__Exercise requirements__:
1. Repeat the passage of the New Year's resolutions blog post word for word, starting with "Warning: This will" and going on through "sought after inspiration.".
2. List every line of the entries that contains the word "green", copying each line in full.

__Provided passage__:
-- -- --
Warning: This will not be your typical “New Year, New You” blog. The reason being: all of you will not feel inspired to write your New Year’s resolutions after reading this. If you want to read a blog that will inspire you to write your annual never-to-be-completed resolutions, please skip this song. However, if you are really searching for a way to reach those dreams that are way down deep in your soul, this may be a source of that long sought after inspiration.
Let me begin by introducing myself. Hello! My name is Priska, and I eat goals for breakfast. Those of you who know me well know this about me: I am passionate and purpose-driven. Those of you who know my background also know this about me: I spun in circles for many years before making true progress. I can attest that it is really not enough to say that you’re going to do something, give yourself a boost of positive vibes, and try to climb Mount Kilimanjaro. You, my dear reader, know that. I bet it’s the same for you as it is for me. Think about your 2014 goals and resolutions. Was your goal to run a half-marathon? Earn a promotion? Find a spouse? Quit smoking? Maybe you just wanted to quit eating a Snickers every day. Think about one of the goals you did not accomplish. Did you tell yourself you were going to do it? You might have said: This year will be different; this year I will return to my college weight. Did you affirm your capability to accomplish your goal? “I am strong. I am smart. I can do anything I set my mind to do.” Did you even write you goal on your mirror and recite it while you brushed your teeth every morning? (I take that back – it sounds like a choking hazard.) And yet again this New Year’s Eve 2014, you are thinking about writing the same resolution for 2015. “This year will be different.”
Before we proceed, let me play a little game I like for all of you word nerds out there. At the risk of sounding like the father in “My Big Fat Greek Wedding”, the word resolution comes from the same Latin word from which we draw resolute and resolve. The word resolute in Noah Webster’s 1828 Dictionary is defined as:
having a fixed purpose; determined; hence, bold; firm; steady; constant in pursuing a purpose
That sounds a lot more meaningful than the way we use the term New Year resolutions, doesn’t it? While you read this blog post, keep that definition in mind as the guts of the word resolution.
Back to my story… For many years I came up with my New Year’s resolutions only to forget about them around mid-January. Sometimes I was even so hopeless, I wouldn’t even write my goals. After all, that’s just something to remind me of failure at the end of the year. Finally one year a real change was made, and I’m here to sell that magic potion to you. Keep reading…
This year on January 5, 2014, I decided to write 17 goals. That may seem like a lot, but I have been doing this goal accomplishing routine for a while now, and these were the goals that came from my prayer time and determined to accomplish. Some of these goals are private, but let me share some of the goals that are probably the same as are on your list and also goals that are just plain ridiculous. At least we will all get a laugh out of it.
Out of my 17 goals for 2014: I accomplished 10 goals, I did not accomplish 5 goals, and 2 goals are more than halfway completed with notable progress made.
-- -- --
__Records shown__:
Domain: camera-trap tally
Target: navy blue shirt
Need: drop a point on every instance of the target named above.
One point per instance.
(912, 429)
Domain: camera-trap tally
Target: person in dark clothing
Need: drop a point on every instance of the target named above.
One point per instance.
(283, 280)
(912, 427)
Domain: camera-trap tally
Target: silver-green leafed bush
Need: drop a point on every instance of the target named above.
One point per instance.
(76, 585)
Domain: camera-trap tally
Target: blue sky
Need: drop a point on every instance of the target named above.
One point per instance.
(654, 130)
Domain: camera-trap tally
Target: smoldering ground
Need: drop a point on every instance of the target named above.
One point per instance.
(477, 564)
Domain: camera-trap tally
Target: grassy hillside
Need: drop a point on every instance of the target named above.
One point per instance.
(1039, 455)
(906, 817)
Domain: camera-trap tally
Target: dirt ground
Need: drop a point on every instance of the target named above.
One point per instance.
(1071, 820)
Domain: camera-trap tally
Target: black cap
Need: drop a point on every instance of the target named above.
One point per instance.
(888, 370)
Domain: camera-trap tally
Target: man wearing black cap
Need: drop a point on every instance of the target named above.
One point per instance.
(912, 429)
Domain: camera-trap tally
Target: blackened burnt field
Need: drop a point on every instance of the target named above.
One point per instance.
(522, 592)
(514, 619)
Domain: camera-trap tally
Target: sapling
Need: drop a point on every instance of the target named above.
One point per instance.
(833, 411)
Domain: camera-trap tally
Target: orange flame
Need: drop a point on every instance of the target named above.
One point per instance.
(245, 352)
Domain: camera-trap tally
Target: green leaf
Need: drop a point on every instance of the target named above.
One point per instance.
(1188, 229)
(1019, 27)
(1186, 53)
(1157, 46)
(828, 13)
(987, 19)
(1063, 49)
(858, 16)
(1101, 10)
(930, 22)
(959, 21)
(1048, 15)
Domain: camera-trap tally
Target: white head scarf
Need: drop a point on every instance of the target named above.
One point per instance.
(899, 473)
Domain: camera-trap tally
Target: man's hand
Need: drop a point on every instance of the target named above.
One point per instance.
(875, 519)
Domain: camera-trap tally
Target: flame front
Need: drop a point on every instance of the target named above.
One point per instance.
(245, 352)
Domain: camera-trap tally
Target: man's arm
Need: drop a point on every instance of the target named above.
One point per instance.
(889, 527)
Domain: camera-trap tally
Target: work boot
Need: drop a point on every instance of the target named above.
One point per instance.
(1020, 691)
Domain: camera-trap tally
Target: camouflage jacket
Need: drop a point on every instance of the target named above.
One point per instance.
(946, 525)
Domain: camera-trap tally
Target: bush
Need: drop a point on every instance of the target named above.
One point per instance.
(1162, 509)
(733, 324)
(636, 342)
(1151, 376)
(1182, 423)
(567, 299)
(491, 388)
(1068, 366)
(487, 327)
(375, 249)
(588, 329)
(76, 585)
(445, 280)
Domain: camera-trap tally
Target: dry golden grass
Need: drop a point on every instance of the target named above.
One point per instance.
-- -- --
__Expected responses__:
1.
Warning: This will not be your typical “New Year, New You” blog. The reason being: all of you will not feel inspired to write your New Year’s resolutions after reading this. If you want to read a blog that will inspire you to write your annual never-to-be-completed resolutions, please skip this song. However, if you are really searching for a way to reach those dreams that are way down deep in your soul, this may be a source of that long sought after inspiration.

2.
Target: silver-green leafed bush
Target: green leaf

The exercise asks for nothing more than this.